(Aim of the exercise): Each line of the records that holds the word "clownfish" should be copied out.

(Collected data):
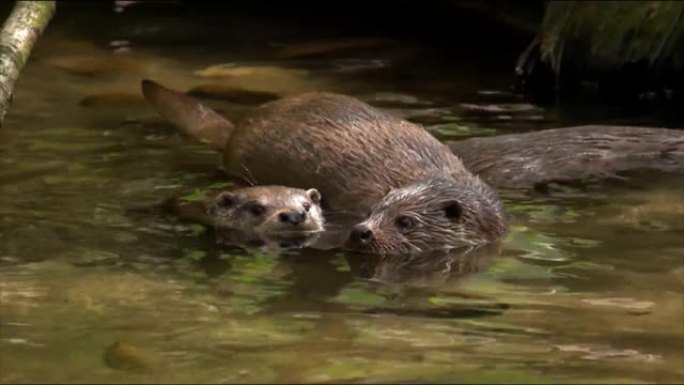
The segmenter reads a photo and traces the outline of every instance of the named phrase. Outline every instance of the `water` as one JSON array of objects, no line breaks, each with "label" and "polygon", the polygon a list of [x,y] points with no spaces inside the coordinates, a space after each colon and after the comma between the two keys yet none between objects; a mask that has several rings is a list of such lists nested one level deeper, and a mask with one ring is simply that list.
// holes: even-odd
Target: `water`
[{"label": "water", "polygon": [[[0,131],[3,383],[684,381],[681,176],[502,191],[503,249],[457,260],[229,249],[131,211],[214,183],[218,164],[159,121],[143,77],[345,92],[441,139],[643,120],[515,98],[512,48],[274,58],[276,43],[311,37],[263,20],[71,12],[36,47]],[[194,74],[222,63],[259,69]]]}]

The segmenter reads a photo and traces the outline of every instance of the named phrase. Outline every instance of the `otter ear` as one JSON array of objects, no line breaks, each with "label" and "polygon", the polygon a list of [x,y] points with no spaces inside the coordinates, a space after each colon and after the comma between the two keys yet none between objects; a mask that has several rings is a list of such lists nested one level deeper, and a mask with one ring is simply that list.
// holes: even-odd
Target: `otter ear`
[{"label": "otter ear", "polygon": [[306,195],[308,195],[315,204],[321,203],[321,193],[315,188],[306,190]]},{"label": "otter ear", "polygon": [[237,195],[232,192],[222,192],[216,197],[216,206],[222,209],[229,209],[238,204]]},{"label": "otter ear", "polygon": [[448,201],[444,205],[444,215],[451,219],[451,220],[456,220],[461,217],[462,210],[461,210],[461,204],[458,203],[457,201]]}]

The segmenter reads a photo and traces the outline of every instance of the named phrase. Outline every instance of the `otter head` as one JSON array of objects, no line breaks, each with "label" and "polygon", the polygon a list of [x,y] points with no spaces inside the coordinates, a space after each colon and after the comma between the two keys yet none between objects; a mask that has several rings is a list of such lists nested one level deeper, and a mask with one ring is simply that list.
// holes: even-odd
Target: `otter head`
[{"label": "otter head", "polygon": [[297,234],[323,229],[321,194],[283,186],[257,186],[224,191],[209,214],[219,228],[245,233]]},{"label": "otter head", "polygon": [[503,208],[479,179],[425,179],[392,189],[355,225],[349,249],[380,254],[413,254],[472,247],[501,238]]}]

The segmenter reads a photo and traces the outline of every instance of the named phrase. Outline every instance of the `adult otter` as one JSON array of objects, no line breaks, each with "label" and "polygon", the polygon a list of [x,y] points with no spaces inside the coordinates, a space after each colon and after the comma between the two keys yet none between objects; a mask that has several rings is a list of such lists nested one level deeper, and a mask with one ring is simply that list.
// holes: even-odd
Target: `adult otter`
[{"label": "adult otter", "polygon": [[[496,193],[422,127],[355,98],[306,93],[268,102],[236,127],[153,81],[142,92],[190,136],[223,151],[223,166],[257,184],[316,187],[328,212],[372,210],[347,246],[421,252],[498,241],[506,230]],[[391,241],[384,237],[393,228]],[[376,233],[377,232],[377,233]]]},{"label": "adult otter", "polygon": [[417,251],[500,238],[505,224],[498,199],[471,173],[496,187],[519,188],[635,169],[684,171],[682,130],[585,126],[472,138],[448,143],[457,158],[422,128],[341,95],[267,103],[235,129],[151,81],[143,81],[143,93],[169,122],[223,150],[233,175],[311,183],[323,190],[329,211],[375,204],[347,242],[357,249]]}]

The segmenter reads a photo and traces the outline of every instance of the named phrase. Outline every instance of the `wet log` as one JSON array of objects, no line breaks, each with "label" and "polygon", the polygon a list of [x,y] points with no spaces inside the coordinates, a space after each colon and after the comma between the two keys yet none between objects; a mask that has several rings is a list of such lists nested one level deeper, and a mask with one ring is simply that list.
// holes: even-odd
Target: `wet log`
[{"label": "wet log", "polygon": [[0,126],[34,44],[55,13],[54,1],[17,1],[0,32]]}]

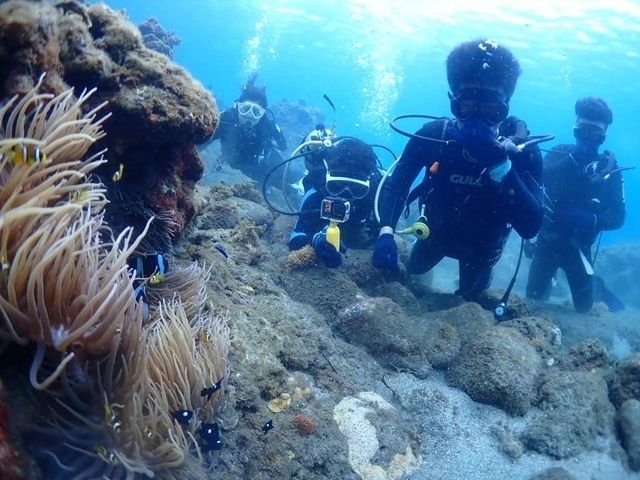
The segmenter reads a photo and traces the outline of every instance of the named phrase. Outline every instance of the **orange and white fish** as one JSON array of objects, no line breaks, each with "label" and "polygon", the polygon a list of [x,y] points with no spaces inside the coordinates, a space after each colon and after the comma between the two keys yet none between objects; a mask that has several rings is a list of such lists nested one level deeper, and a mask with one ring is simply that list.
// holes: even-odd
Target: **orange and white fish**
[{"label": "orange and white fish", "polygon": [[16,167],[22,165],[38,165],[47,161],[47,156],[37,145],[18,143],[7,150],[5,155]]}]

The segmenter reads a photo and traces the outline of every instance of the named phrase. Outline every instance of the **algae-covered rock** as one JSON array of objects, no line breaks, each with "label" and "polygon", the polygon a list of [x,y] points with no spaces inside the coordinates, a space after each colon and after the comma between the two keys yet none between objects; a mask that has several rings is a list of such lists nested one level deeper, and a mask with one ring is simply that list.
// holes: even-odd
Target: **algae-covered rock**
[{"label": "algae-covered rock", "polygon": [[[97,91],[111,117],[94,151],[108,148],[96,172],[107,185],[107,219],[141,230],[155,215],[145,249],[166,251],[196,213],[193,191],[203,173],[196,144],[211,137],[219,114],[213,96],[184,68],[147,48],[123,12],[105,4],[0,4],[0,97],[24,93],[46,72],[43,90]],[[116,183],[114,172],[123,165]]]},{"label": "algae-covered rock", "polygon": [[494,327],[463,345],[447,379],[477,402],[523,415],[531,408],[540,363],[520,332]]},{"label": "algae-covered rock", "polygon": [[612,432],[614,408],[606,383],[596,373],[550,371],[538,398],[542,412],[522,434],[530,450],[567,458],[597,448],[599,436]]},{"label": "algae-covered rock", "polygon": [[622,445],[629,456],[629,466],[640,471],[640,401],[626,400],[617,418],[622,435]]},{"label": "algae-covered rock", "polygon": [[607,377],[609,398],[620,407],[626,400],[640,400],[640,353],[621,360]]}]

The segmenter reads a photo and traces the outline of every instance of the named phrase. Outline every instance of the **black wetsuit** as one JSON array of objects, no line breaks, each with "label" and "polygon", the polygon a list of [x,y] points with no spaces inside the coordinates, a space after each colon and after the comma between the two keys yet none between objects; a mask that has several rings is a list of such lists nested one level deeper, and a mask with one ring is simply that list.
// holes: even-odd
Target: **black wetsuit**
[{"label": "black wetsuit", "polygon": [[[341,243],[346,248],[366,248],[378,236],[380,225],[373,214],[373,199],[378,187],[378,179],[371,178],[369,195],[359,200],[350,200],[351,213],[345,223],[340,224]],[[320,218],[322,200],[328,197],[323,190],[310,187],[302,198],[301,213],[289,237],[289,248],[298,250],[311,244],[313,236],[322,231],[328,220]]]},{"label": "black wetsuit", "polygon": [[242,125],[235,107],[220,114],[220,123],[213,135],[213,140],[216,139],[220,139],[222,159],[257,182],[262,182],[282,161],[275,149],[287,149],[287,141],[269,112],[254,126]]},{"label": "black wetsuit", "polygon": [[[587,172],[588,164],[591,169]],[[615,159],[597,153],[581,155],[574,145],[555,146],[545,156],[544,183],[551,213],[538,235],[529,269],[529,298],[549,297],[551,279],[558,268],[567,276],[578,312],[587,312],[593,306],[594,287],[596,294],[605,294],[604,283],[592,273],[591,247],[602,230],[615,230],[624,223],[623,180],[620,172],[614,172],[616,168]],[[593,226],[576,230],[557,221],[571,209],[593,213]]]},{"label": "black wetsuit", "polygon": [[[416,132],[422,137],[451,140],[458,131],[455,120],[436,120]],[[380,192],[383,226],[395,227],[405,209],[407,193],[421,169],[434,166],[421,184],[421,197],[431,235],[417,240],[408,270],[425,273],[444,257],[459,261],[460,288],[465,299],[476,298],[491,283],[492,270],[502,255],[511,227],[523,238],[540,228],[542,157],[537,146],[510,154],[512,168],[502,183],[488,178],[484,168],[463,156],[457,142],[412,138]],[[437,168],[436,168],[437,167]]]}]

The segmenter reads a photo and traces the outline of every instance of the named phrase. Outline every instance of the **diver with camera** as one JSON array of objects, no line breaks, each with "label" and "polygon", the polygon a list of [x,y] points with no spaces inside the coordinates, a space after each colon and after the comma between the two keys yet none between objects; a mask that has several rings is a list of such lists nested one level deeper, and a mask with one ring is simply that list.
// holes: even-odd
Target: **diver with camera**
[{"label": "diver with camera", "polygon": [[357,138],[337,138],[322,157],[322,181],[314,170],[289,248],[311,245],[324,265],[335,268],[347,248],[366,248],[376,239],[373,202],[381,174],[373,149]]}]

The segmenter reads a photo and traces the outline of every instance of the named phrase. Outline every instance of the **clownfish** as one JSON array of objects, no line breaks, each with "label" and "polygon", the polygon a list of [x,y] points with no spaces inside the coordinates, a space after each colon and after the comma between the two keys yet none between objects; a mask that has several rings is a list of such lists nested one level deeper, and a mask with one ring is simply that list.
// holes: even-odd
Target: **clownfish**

(Reply to the exercise):
The segmenter reads a photo and traces the outline of every instance of the named phrase. Outline every instance of the **clownfish** as one JSON array of objects, no line breaks, each with "label" and "polygon", the polygon a list of [x,y] points with no spaces inside the coordinates, a space after each colon and after the comma between the two keys yet none between objects; a mask that has several rings is a list of such lists nested one level deeper, and a mask with one ring is simply that list.
Target: **clownfish**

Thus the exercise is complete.